TASK STATEMENT ▸
Return each line of the data below that contains the word "white".

::::

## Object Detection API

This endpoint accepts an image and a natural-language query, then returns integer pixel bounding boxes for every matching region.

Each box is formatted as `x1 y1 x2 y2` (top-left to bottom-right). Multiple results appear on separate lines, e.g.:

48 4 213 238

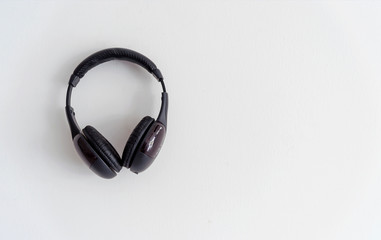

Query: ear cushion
82 126 122 172
122 116 155 168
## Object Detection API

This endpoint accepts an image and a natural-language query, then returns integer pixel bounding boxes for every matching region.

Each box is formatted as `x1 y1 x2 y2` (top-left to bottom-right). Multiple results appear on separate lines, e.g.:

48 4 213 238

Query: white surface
0 1 381 240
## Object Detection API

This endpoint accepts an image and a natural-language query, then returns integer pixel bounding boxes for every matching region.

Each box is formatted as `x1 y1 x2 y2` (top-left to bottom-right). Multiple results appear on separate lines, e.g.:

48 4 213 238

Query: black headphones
65 48 168 178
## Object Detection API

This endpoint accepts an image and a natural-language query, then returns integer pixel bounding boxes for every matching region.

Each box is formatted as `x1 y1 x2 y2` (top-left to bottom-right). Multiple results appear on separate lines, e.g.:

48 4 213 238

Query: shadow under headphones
65 48 168 178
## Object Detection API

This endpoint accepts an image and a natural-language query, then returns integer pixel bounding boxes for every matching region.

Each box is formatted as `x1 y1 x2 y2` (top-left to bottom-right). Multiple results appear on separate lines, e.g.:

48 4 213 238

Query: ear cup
82 126 122 172
122 116 155 168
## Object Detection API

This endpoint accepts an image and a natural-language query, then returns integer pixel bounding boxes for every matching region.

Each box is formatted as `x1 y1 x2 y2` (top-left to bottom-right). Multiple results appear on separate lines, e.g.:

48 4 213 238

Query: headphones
65 48 168 178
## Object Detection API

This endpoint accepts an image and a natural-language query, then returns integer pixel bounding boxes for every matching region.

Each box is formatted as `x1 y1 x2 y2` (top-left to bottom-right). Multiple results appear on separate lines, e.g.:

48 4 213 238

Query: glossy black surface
73 134 116 178
130 121 166 173
140 122 165 158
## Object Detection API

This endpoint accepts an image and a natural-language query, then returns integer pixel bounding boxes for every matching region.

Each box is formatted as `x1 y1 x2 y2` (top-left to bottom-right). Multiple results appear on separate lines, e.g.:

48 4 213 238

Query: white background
0 1 381 240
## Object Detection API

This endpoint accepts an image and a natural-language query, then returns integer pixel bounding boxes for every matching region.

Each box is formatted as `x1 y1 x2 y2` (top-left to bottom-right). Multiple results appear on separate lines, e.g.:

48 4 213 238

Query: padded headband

::::

RESPONSE TO THE EXERCISE ▸
Query: white surface
Query: white background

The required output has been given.